### Written problem
Answer these questions from the page on processing OceanBase data with Spark:
(a) In what format is the user behavior dataset obtained during data preparation?
(b) What does the data processing step use for data cleaning, transformation, and analysis?
(c) Which dataset field holds the time when the user performed the action?

Quickly process and analyze massive data in OceanBase Database by using Spark|V4.3.5|OceanBase Database| docs|Distributed Database

Quickly process and analyze massive data in OceanBase Database by using Spark

Last Updated：2026-07-14 08:02:21 Updated

Background information

In the wave of digital transformation, data has become a core asset for enterprises. How to efficiently process massive amounts of data and extract value from it is crucial for enhancing competitiveness. OceanBase Database is a high-performance distributed database that combines transaction processing and data warehousing capabilities, enabling large-scale data storage and querying. Apache Spark, as a distributed computing framework, is the preferred tool for handling massive amounts of data due to its efficient computing power.

This topic aims to detail how to use Spark to quickly process and analyze massive amounts of data stored in OceanBase Database. By leveraging the distributed computing framework of Spark and the high scalability of OceanBase Database, the data processing speed and system response are optimized.

Business scenario

User behavior analysis is a core approach to optimizing business processes and enhancing user experience in the e-commerce industry. For example, by analyzing user behaviors such as browsing and purchasing, enterprises can uncover user preferences, identify potential customers, and refine their product recommendation strategies.

This example uses e-commerce user behavior analysis. It outlines the following steps to build a complete data processing pipeline:

Data preparation: Obtain the user behavior dataset in CSV format.
Data storage: Import the data to OceanBase Database.
Data processing: Use Spark SQL for data cleaning, transformation, and analysis.
Result storage: Write the analysis results back to OceanBase Database.
Deep analysis: Uncover key metrics such as user preferences, popular products, and potential customers.

Field descriptions of the dataset:

UserID: the unique identifier of a user.
Timestamp: the time when the user performed the action.
PageURL: the URL of the page visited by the user.

### Data listing
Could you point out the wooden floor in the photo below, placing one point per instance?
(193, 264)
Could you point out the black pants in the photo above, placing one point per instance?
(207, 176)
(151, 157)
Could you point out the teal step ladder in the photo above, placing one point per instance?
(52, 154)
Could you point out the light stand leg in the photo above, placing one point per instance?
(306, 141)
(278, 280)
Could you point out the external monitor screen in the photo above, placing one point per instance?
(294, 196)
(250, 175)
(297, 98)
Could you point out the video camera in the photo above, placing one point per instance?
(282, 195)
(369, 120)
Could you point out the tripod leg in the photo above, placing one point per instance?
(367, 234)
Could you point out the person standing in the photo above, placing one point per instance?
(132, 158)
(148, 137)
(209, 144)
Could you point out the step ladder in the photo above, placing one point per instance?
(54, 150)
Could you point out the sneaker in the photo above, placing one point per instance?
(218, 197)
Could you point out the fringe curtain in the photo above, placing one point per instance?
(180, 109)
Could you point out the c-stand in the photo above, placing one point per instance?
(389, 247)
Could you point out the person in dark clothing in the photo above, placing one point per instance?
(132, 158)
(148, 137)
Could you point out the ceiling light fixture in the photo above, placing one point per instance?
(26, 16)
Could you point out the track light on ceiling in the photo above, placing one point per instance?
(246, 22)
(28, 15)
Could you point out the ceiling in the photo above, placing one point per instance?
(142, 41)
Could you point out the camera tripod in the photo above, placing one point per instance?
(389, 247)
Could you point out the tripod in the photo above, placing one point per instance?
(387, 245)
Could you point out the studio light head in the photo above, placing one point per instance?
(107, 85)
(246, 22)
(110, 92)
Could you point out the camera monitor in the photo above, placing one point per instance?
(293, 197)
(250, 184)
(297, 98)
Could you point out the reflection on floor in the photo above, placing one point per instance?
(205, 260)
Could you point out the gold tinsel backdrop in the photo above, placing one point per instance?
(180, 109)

### Solved exercise
(a) CSV format.
(b) Spark SQL.
(c) Timestamp.